(Directive) Count the lines of the records below that contain the word "metal". Give only the number.

(Entries supplied)
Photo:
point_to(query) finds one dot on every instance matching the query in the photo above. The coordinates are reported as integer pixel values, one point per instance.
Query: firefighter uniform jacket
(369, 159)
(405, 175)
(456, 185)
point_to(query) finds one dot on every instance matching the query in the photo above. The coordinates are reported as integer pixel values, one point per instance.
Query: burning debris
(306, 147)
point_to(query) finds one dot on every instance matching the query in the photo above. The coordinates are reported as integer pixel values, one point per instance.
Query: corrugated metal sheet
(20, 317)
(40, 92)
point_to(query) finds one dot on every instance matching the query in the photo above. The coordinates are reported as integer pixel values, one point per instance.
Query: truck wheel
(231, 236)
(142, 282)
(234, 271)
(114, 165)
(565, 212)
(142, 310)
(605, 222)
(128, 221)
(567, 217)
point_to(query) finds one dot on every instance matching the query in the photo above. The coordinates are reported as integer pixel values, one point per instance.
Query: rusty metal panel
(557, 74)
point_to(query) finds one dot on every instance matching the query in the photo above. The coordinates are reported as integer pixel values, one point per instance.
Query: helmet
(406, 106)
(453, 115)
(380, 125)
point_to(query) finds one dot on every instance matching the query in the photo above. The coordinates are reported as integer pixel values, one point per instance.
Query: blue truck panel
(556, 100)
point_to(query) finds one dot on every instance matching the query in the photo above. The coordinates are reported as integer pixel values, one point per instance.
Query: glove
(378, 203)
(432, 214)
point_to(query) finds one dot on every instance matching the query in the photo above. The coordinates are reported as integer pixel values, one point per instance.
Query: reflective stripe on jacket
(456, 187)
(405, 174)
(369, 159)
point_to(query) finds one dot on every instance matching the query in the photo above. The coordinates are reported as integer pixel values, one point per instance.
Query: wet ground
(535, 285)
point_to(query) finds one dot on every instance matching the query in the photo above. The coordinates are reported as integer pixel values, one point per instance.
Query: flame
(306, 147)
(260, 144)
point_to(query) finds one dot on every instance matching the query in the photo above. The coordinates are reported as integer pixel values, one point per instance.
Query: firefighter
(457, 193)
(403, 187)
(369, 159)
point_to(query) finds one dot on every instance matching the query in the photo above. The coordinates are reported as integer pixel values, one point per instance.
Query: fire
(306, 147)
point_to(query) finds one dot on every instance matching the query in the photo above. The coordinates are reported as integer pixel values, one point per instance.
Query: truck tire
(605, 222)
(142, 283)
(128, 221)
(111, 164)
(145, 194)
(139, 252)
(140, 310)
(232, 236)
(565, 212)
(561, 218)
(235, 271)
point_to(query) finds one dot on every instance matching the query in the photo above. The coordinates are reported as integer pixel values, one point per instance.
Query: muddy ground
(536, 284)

...

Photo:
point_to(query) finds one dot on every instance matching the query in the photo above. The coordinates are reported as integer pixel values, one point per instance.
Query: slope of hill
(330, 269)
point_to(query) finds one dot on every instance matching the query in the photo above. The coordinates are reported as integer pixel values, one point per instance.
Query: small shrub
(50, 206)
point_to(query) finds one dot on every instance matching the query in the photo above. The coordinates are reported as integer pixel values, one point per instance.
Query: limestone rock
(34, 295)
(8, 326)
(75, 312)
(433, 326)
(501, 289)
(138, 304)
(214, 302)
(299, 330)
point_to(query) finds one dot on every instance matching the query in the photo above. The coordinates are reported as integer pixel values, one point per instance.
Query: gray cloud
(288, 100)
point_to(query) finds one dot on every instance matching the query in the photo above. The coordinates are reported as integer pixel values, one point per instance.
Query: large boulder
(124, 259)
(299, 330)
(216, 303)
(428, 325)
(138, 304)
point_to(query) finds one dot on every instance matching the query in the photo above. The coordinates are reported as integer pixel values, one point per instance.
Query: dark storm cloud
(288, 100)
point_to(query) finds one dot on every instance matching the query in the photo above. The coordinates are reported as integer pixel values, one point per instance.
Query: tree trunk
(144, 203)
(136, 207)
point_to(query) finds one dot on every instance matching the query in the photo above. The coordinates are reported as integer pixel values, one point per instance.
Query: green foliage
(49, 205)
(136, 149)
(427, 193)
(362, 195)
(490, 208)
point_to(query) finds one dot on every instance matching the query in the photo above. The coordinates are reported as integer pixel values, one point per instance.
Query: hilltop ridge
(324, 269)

(The solution) 2